### WORK TO COMPLETE
The records below should be written out again, exactly.

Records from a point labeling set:

· · · · · · ·

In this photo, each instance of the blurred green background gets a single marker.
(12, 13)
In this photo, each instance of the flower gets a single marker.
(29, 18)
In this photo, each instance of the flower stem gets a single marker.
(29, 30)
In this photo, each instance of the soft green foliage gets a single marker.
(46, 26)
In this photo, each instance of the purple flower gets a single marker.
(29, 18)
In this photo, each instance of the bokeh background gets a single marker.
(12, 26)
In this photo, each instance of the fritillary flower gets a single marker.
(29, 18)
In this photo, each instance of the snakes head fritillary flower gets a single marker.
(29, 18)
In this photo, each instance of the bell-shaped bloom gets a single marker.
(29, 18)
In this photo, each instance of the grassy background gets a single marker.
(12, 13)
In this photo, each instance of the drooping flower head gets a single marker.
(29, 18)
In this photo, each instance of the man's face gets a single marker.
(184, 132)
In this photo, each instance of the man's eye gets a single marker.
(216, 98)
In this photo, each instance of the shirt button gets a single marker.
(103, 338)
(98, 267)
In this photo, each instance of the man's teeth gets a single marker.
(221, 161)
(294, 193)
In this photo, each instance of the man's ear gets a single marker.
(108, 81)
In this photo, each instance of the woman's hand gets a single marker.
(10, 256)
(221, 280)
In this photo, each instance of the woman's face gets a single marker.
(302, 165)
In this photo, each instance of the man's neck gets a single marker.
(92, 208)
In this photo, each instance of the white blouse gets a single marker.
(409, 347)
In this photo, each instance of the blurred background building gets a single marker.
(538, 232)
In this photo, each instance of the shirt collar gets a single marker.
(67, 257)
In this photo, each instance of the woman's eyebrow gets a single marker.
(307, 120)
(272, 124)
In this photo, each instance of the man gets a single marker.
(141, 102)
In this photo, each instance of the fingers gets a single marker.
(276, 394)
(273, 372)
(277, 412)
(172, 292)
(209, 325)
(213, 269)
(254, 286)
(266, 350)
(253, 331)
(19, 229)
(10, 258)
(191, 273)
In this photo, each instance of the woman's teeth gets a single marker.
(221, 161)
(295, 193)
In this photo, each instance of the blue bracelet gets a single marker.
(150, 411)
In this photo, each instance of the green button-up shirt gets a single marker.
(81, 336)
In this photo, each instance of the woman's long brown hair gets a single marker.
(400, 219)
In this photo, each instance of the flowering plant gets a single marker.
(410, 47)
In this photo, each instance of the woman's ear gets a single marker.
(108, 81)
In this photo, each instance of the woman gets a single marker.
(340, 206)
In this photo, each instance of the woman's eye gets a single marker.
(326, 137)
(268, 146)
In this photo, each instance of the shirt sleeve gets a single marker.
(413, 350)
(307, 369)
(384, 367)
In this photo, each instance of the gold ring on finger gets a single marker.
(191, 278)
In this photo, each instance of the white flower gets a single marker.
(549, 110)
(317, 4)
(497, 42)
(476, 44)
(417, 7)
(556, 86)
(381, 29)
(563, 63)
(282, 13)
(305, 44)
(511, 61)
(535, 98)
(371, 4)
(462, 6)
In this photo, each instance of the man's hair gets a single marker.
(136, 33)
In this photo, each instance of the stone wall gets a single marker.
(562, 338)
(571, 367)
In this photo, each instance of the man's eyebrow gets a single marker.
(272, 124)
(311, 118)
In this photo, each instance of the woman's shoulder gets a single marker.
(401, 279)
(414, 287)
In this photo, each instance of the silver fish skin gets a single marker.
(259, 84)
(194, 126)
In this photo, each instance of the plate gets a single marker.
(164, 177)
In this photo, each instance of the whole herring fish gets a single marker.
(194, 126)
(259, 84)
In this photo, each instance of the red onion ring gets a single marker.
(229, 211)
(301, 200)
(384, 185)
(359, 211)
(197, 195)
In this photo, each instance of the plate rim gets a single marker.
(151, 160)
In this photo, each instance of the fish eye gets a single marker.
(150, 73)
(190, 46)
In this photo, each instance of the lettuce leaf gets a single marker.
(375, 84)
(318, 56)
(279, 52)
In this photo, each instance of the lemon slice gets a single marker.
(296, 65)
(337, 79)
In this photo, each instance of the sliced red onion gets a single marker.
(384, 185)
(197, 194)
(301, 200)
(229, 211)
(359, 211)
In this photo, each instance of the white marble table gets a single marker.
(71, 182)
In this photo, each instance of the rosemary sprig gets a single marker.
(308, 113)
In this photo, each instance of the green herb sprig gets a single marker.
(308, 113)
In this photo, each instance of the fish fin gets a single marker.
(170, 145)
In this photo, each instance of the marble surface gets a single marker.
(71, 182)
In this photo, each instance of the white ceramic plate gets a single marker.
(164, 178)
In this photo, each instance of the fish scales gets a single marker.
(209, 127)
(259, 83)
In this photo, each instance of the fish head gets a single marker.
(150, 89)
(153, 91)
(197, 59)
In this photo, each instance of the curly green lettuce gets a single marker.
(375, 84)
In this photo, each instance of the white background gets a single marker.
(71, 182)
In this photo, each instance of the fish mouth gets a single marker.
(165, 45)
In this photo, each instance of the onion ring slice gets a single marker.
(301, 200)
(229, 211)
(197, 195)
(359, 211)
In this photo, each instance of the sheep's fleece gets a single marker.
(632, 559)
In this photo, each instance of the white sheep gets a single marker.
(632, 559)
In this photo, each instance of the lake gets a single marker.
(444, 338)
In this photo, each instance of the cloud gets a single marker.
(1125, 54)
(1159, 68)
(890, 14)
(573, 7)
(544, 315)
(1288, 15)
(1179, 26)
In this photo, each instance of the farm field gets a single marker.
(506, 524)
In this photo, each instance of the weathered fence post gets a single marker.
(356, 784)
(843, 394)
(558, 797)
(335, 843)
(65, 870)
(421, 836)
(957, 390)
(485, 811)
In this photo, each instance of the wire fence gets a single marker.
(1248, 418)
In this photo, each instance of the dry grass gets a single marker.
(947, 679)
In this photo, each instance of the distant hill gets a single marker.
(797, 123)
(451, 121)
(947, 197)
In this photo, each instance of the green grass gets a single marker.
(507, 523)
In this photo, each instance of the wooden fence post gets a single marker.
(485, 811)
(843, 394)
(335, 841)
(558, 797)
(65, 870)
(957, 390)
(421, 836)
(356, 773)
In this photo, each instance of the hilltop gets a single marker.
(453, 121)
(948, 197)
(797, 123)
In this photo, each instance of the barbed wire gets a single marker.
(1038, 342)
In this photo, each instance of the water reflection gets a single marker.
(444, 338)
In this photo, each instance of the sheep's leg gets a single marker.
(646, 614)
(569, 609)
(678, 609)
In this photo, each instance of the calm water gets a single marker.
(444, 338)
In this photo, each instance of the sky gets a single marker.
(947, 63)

· · · · · · ·

### EXERCISE SOLUTION
In this photo, each instance of the blurred green background gets a single marker.
(12, 13)
In this photo, each instance of the flower gets a single marker.
(29, 18)
In this photo, each instance of the flower stem gets a single marker.
(29, 30)
In this photo, each instance of the soft green foliage gets a single marker.
(46, 26)
In this photo, each instance of the purple flower gets a single marker.
(29, 18)
In this photo, each instance of the bokeh background gets a single marker.
(12, 26)
In this photo, each instance of the fritillary flower gets a single marker.
(29, 18)
In this photo, each instance of the snakes head fritillary flower gets a single marker.
(29, 18)
In this photo, each instance of the bell-shaped bloom gets a single marker.
(29, 18)
In this photo, each instance of the grassy background gets a single marker.
(12, 13)
In this photo, each instance of the drooping flower head gets a single marker.
(29, 18)
In this photo, each instance of the man's face gets a single marker.
(184, 132)
In this photo, each instance of the man's eye gets a single marker.
(216, 98)
In this photo, each instance of the shirt button gets a single marker.
(103, 338)
(98, 267)
In this photo, each instance of the man's teeth gets a single marker.
(221, 161)
(294, 193)
In this photo, each instance of the man's ear gets a single marker.
(108, 81)
In this photo, each instance of the woman's hand gets a single marker.
(10, 256)
(221, 280)
In this photo, each instance of the woman's face gets a single marker.
(302, 165)
In this photo, each instance of the man's neck gets a single marker.
(92, 208)
In this photo, each instance of the white blouse gets a single marker.
(409, 347)
In this photo, each instance of the blurred background building gets a single marker.
(538, 232)
In this photo, each instance of the shirt collar gets a single marker.
(67, 257)
In this photo, each instance of the woman's eyebrow gets a single marker.
(307, 120)
(272, 124)
In this photo, each instance of the man gets a single marker.
(141, 102)
In this photo, each instance of the fingers gets a single marker.
(276, 394)
(273, 372)
(277, 412)
(172, 292)
(209, 325)
(213, 269)
(254, 286)
(266, 350)
(253, 331)
(19, 229)
(10, 258)
(191, 273)
In this photo, each instance of the woman's teeth gets a single marker.
(221, 161)
(295, 193)
In this photo, each instance of the blue bracelet gets a single marker.
(150, 411)
In this photo, each instance of the green button-up shirt gets a single marker.
(81, 336)
In this photo, each instance of the woman's long brown hair gets a single marker.
(400, 219)
In this photo, each instance of the flowering plant gets a single marker.
(410, 47)
In this photo, each instance of the woman's ear gets a single marker.
(108, 81)
In this photo, each instance of the woman gets a single marker.
(340, 206)
In this photo, each instance of the woman's eye gets a single marker.
(326, 137)
(268, 146)
In this photo, each instance of the shirt sleeve gets a single marker.
(413, 350)
(307, 369)
(384, 367)
In this photo, each instance of the gold ring on finger gets a single marker.
(191, 278)
In this photo, each instance of the white flower gets a single marker.
(549, 110)
(317, 4)
(497, 42)
(476, 44)
(417, 7)
(556, 86)
(381, 29)
(563, 63)
(282, 13)
(305, 44)
(511, 61)
(535, 98)
(371, 4)
(462, 6)
In this photo, each instance of the man's hair gets a single marker.
(136, 33)
In this photo, each instance of the stone wall gets a single marker.
(562, 338)
(571, 367)
In this photo, each instance of the man's eyebrow gets a single marker.
(272, 124)
(311, 118)
In this photo, each instance of the woman's shoulder gets a single marker.
(401, 279)
(414, 287)
In this photo, each instance of the silver fish skin gets a single marker.
(259, 84)
(194, 126)
In this photo, each instance of the plate gets a single marker.
(164, 177)
In this photo, each instance of the whole herring fish gets a single marker.
(194, 126)
(259, 84)
In this photo, each instance of the red onion ring gets a single marker.
(229, 211)
(301, 200)
(384, 185)
(359, 211)
(197, 195)
In this photo, each instance of the plate rim gets a single marker.
(151, 160)
In this photo, each instance of the fish eye gets a single marker.
(150, 73)
(190, 46)
In this photo, each instance of the lettuce leaf gets a single marker.
(375, 84)
(318, 56)
(279, 52)
In this photo, each instance of the lemon slice gets a single marker.
(296, 65)
(337, 79)
In this photo, each instance of the sliced red onion gets a single marker.
(384, 185)
(197, 194)
(301, 200)
(229, 211)
(359, 211)
In this photo, each instance of the white marble table gets a single marker.
(71, 182)
In this photo, each instance of the rosemary sprig gets a single marker.
(308, 113)
In this photo, each instance of the green herb sprig gets a single marker.
(308, 113)
In this photo, each instance of the fish fin gets a single marker.
(170, 145)
In this photo, each instance of the marble surface gets a single marker.
(71, 182)
In this photo, each instance of the white ceramic plate gets a single marker.
(164, 178)
In this photo, each instance of the fish scales gets a single marker.
(209, 127)
(259, 83)
In this photo, each instance of the fish head gets a single marker.
(150, 89)
(153, 91)
(197, 59)
In this photo, each instance of the curly green lettuce gets a single marker.
(375, 84)
In this photo, each instance of the white background gets a single marker.
(71, 182)
In this photo, each instance of the fish mouth gets a single marker.
(165, 45)
In this photo, each instance of the onion ring slice gets a single marker.
(301, 200)
(229, 211)
(197, 195)
(359, 211)
In this photo, each instance of the sheep's fleece gets a single marker.
(632, 559)
In this photo, each instance of the white sheep gets a single marker.
(632, 559)
In this photo, each instance of the lake gets a single marker.
(444, 338)
In this photo, each instance of the cloud gets a single marker.
(1125, 54)
(1159, 68)
(890, 14)
(573, 7)
(544, 315)
(1288, 15)
(1179, 26)
In this photo, each instance of the farm field gets a single marker.
(506, 524)
In this photo, each instance of the weathered fence post gets a single marker.
(356, 784)
(843, 394)
(558, 797)
(335, 843)
(65, 870)
(421, 836)
(957, 390)
(485, 811)
In this photo, each instance of the wire fence gets a single marker.
(1248, 418)
In this photo, each instance of the dry grass gets a single marker.
(947, 679)
In this photo, each instance of the distant hill gets a single marker.
(797, 123)
(451, 121)
(947, 197)
In this photo, each instance of the green grass gets a single marker.
(507, 523)
In this photo, each instance of the wooden fence post gets a single marker.
(485, 811)
(843, 394)
(335, 841)
(558, 797)
(65, 870)
(957, 390)
(421, 836)
(356, 773)
In this photo, each instance of the hilltop gets a single marker.
(453, 121)
(948, 197)
(797, 123)
In this photo, each instance of the barbed wire gets a single marker.
(1038, 342)
In this photo, each instance of the water reflection gets a single marker.
(444, 338)
In this photo, each instance of the sheep's leg gets a single marker.
(646, 614)
(569, 609)
(678, 609)
In this photo, each instance of the calm water gets a single marker.
(444, 338)
In this photo, each instance of the sky gets a single marker.
(947, 63)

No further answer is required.